TASK INSTRUCTIONS → List each line of the records below that contains the string "wall". Case matters.

───── SOURCE MATERIAL

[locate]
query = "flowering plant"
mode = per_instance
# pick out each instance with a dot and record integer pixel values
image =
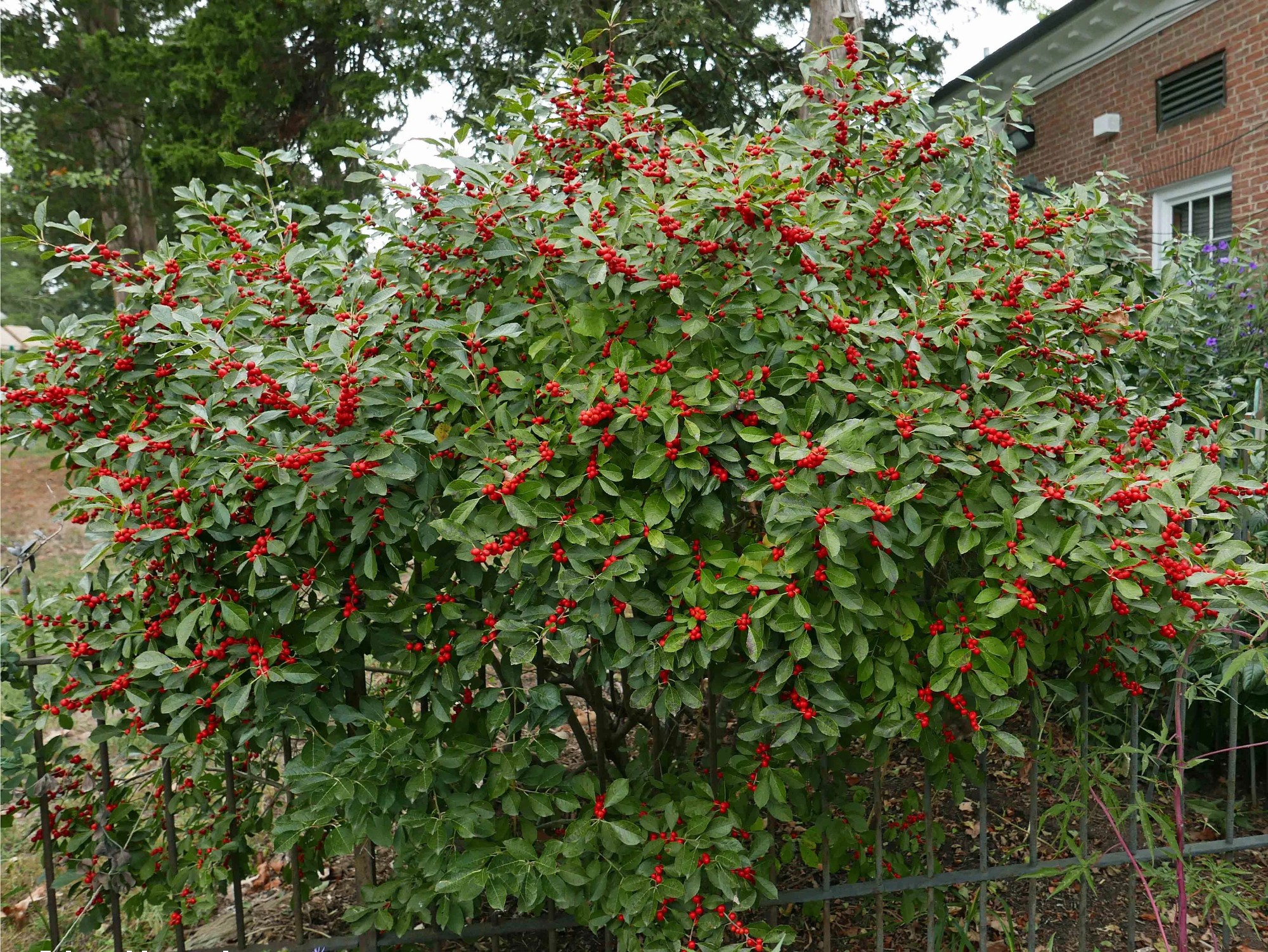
(1215, 344)
(654, 465)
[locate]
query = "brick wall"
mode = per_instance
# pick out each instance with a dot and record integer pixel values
(1124, 84)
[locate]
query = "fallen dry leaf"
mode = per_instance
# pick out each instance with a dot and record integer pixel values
(17, 912)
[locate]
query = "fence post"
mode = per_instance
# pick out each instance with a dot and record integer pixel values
(46, 822)
(983, 860)
(878, 793)
(928, 803)
(169, 822)
(297, 883)
(103, 822)
(235, 859)
(827, 852)
(1133, 811)
(363, 855)
(1231, 825)
(1033, 833)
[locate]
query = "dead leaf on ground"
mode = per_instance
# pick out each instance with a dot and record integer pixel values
(17, 912)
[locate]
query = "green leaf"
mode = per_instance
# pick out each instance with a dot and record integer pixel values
(235, 617)
(588, 320)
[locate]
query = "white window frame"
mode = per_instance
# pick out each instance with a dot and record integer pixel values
(1170, 196)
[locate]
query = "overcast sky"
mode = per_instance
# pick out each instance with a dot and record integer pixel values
(978, 32)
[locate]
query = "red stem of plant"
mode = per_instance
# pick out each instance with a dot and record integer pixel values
(1227, 750)
(1177, 797)
(1141, 874)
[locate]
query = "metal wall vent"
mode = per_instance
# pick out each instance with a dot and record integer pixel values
(1191, 92)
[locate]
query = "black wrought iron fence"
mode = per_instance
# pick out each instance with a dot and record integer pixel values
(831, 889)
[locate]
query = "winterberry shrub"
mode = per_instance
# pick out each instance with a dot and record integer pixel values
(630, 435)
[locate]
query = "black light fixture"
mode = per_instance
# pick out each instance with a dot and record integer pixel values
(1023, 136)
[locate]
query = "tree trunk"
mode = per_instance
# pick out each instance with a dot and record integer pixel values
(117, 146)
(822, 16)
(822, 29)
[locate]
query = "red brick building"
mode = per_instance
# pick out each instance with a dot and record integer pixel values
(1174, 93)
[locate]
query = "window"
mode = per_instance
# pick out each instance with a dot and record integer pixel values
(1191, 92)
(1200, 209)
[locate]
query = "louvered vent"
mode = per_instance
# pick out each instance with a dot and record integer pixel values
(1190, 92)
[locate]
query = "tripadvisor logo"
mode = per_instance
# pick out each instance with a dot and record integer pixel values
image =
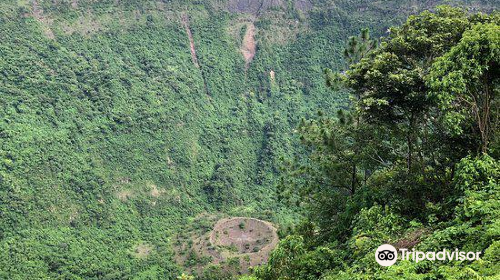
(387, 255)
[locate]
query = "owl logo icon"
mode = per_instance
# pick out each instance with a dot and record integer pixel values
(386, 255)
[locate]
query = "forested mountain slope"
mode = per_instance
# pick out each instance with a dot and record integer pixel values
(120, 119)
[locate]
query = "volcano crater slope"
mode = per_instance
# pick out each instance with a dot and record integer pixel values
(235, 244)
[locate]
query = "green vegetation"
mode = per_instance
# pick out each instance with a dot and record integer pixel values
(413, 162)
(113, 137)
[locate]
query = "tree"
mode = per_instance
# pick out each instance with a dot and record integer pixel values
(466, 81)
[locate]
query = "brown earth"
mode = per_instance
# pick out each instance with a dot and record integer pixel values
(255, 7)
(236, 244)
(185, 23)
(249, 45)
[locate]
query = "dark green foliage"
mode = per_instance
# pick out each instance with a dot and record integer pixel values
(408, 164)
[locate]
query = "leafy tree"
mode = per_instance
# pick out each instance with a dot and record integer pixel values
(466, 81)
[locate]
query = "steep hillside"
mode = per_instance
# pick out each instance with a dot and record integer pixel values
(121, 120)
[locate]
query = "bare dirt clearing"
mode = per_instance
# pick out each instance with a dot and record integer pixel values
(235, 244)
(249, 45)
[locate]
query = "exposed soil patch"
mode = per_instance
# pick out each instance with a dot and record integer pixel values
(143, 250)
(249, 45)
(303, 5)
(255, 7)
(235, 244)
(38, 14)
(185, 23)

──────────

RESULT BELOW →
query = "brick wall"
query = "metal wall vent"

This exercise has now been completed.